**The request**
Nothing but the lines from the one with "Task: point at every instance of the jersey" to the final line should be returned, each exactly as it appears.

**Stored records**
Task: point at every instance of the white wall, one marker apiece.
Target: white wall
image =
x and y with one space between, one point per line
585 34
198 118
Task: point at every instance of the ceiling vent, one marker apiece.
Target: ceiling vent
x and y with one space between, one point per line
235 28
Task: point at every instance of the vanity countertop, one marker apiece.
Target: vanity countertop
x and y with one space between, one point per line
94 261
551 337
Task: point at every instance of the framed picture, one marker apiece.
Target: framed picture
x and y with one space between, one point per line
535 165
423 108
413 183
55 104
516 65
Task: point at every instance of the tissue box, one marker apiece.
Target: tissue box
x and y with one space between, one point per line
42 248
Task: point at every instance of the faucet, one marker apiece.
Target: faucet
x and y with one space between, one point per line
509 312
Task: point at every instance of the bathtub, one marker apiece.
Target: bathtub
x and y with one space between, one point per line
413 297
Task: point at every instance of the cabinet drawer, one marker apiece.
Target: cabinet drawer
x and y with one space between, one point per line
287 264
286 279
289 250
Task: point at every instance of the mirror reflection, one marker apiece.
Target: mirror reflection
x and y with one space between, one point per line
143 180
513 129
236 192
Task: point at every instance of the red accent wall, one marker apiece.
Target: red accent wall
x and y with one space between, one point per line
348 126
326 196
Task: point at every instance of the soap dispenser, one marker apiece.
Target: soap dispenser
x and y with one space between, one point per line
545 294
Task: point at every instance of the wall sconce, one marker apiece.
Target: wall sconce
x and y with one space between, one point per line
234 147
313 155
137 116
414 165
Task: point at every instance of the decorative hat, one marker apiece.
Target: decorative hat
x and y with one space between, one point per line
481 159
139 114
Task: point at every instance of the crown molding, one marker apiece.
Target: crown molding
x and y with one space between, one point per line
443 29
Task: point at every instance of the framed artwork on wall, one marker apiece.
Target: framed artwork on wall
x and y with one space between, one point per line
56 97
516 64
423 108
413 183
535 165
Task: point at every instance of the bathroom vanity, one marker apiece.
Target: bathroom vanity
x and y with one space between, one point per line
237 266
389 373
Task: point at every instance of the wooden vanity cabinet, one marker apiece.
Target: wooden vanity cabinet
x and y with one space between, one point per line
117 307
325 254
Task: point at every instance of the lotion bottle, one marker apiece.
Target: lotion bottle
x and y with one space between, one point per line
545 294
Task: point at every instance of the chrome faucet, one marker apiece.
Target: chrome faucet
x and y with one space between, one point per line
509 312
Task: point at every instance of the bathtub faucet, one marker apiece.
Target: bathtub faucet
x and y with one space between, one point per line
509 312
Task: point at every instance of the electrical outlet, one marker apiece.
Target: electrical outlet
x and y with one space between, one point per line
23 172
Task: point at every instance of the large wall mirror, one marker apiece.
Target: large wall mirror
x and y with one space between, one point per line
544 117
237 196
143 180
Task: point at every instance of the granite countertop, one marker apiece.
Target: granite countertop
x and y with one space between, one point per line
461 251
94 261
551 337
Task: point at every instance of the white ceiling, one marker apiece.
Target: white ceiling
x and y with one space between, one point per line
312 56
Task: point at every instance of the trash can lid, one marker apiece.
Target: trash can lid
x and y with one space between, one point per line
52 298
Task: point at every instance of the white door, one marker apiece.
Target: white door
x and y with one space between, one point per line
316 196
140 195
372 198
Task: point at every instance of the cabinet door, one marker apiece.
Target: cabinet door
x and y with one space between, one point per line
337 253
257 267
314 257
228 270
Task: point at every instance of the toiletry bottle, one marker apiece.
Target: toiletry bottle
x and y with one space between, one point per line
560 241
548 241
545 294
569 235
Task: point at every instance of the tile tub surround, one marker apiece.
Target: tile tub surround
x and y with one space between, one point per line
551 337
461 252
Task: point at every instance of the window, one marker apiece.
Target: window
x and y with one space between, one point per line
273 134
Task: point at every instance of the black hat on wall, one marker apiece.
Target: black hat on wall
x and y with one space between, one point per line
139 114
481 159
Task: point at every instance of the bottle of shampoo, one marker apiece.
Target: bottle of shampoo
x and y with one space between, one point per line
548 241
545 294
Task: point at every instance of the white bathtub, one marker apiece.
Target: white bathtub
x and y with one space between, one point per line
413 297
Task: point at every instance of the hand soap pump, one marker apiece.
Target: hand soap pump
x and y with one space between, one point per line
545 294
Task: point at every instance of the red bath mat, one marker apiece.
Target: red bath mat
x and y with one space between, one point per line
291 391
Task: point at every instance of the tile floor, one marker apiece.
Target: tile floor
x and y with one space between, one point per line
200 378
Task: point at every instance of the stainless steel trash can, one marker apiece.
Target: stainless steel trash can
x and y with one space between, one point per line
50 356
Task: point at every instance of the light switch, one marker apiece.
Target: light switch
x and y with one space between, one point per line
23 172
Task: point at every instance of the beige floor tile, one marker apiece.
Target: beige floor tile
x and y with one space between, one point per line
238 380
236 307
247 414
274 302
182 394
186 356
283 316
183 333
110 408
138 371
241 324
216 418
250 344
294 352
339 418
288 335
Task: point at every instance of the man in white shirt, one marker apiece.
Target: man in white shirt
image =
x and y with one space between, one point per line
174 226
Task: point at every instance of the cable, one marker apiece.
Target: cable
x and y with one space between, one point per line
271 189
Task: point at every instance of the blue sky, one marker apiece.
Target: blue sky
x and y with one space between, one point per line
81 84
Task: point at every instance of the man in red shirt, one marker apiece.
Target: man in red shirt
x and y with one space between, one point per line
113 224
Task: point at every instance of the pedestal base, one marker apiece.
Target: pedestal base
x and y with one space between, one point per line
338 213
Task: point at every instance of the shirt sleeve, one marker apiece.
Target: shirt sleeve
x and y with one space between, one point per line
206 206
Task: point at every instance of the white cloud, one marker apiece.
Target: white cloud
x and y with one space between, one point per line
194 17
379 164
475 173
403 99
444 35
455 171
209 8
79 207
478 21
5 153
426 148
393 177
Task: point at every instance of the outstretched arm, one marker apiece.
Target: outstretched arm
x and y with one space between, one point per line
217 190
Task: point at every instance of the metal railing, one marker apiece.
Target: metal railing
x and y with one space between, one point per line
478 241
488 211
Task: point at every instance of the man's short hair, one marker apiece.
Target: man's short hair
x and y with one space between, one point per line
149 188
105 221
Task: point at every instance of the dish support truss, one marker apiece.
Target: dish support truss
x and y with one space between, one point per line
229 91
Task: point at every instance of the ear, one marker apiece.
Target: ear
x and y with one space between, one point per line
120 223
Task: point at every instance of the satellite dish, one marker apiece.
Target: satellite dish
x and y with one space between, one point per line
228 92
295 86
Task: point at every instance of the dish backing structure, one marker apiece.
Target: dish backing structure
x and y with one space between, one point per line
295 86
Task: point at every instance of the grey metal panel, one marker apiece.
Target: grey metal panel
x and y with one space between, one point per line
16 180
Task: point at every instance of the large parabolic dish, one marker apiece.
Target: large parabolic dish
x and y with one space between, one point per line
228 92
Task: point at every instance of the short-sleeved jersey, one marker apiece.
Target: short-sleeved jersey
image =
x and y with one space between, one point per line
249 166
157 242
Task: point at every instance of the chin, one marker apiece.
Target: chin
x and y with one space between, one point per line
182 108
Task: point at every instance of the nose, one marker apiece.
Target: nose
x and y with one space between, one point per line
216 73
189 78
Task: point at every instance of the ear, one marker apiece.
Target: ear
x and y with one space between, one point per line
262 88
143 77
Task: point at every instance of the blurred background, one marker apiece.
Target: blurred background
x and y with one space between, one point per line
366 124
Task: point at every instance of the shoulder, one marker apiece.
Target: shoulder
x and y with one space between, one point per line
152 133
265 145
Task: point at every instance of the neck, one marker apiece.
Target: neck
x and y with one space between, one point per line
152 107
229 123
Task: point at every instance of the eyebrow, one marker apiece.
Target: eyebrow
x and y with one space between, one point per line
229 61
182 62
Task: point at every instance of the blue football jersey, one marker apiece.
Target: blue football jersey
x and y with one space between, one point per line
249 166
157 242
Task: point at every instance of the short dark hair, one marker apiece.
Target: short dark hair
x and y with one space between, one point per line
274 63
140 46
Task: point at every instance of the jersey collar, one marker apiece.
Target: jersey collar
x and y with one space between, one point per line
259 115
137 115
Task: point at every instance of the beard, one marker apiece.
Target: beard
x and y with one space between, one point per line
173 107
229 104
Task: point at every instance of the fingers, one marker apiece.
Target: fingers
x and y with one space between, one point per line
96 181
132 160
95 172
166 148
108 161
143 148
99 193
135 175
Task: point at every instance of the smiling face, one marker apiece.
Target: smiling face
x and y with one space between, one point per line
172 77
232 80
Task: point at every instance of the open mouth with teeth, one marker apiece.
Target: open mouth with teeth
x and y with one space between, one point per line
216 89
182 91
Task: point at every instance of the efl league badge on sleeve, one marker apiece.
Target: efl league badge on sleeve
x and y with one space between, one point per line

**Exercise answer**
Task: point at every instance of the jersey collar, one marker apiece.
Target: jersey collar
x and y with one space between, one point per line
259 115
137 115
Task: point at every instance of the beard, one marker apiece.
Target: beard
x and y with one space between, one point per line
173 107
229 104
Task: point at every instance of the fingers, one marker apiece.
Target: fingers
x and y with one space between, one point per line
96 181
132 160
95 172
166 148
108 161
143 148
99 193
135 175
Task: point at every instance of the smiling face, one marker apiece.
Target: smiling face
x and y with one space between, one point per line
172 77
232 80
Task: point at every instance of the open mouth with teeth, one marker apiece.
Target: open mouth with teeth
x and y with one space between, one point per line
216 89
182 91
Task: point at every instance of the efl league badge on sleeve, one marker apiece.
Target: efl league badge on sleeve
x and y with one space between, one point per line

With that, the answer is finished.